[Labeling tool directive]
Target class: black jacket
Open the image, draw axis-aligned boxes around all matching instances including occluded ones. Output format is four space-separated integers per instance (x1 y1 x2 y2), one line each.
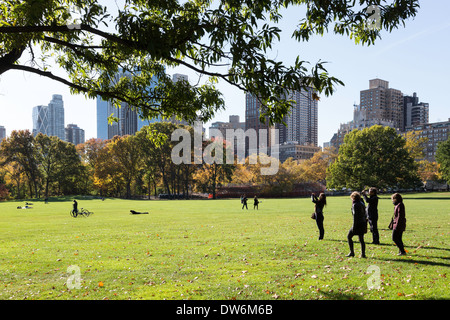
352 201 367 235
363 193 379 221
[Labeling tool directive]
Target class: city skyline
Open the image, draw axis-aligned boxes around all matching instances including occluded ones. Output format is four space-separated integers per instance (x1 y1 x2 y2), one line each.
0 0 450 145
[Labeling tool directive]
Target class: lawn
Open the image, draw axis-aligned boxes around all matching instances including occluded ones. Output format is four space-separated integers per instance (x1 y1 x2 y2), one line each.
0 193 450 300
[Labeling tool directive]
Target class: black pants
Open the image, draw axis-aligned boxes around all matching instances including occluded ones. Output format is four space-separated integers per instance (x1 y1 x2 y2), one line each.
392 230 406 253
316 216 325 240
369 217 380 244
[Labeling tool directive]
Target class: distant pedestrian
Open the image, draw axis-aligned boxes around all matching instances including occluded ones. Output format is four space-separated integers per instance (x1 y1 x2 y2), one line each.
347 191 367 258
311 193 327 240
362 188 380 244
253 195 259 210
242 195 248 210
391 193 406 256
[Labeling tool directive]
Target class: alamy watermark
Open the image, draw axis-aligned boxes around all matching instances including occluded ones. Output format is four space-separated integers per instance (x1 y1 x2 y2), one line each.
66 265 81 290
67 5 81 30
171 121 279 175
367 265 381 290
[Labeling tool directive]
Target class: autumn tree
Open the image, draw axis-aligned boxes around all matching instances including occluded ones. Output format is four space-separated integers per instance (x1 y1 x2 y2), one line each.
0 0 419 123
0 130 40 197
193 139 234 199
436 136 450 183
327 125 420 190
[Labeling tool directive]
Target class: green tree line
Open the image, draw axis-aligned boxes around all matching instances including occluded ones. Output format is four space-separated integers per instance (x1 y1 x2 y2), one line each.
0 122 450 199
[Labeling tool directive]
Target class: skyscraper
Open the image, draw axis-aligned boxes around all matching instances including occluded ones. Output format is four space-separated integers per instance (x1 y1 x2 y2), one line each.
47 94 66 141
0 126 6 142
402 92 430 131
65 124 85 145
245 88 318 159
97 71 156 140
360 79 404 129
276 88 318 146
33 106 48 136
33 94 66 141
244 93 272 157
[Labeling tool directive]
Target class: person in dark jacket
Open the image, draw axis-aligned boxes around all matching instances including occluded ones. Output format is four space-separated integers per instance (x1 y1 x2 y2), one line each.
72 199 78 213
241 195 248 210
362 188 380 244
253 195 259 210
347 191 367 258
311 193 327 240
391 193 406 256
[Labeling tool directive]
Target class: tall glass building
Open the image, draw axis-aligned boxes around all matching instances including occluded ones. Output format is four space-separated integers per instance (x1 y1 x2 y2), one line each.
33 94 66 141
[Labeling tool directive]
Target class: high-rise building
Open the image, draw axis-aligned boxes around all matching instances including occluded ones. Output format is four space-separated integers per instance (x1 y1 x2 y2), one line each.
97 71 156 140
47 94 66 141
360 79 404 130
276 88 318 146
65 124 85 145
402 92 430 131
97 97 109 140
33 94 66 141
405 118 450 162
244 93 279 157
33 106 48 136
0 126 6 142
245 88 318 157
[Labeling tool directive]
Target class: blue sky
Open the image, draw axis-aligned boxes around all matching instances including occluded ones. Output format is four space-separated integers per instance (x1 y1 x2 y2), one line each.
0 0 450 145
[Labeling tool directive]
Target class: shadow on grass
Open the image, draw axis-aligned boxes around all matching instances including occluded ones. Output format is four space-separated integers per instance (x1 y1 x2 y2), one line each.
403 197 450 200
379 257 450 267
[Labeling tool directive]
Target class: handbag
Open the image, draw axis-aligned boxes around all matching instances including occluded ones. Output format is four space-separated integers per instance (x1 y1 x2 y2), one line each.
388 217 394 230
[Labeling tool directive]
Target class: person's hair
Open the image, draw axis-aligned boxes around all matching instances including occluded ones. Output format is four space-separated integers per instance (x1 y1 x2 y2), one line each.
318 192 327 206
391 193 403 203
350 191 361 201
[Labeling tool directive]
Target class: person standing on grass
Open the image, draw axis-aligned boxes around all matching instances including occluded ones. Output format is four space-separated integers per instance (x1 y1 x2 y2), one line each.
242 195 248 210
253 195 259 210
72 199 78 213
347 191 367 258
311 193 327 240
391 193 406 256
362 188 380 244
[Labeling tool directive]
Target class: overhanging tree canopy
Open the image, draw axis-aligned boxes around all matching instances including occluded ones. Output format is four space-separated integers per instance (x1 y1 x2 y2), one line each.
0 0 419 123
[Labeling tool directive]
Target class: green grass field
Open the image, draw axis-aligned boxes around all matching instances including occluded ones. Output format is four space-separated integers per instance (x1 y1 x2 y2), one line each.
0 193 450 300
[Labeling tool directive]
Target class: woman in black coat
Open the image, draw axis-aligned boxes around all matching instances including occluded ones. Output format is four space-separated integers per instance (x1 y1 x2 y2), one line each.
362 188 380 244
347 191 367 258
311 193 327 240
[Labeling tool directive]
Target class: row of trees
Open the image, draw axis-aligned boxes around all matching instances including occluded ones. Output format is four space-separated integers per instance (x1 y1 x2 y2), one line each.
0 122 450 199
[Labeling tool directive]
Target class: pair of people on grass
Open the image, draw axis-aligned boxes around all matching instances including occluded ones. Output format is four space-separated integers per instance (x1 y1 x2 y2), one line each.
311 188 406 257
241 195 259 210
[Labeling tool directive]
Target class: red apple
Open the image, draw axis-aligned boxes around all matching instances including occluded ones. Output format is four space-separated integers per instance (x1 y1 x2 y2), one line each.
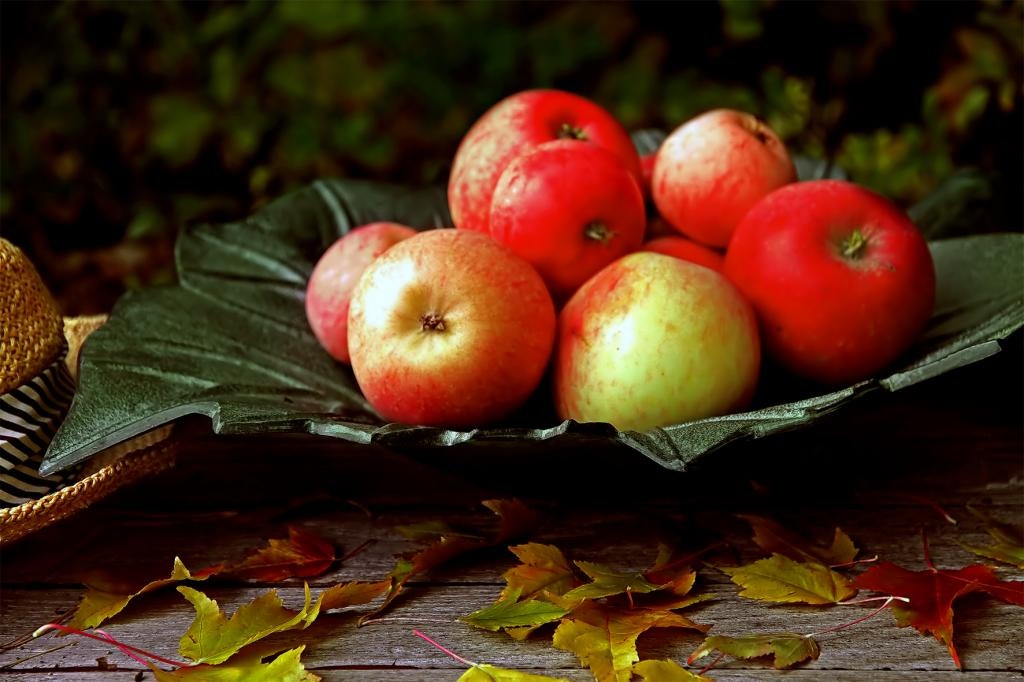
※ ※ ※
Which lines in the entries above contain the word "building"? Return each of those lines in full.

Target class: tall glass building
Target class: high-rise building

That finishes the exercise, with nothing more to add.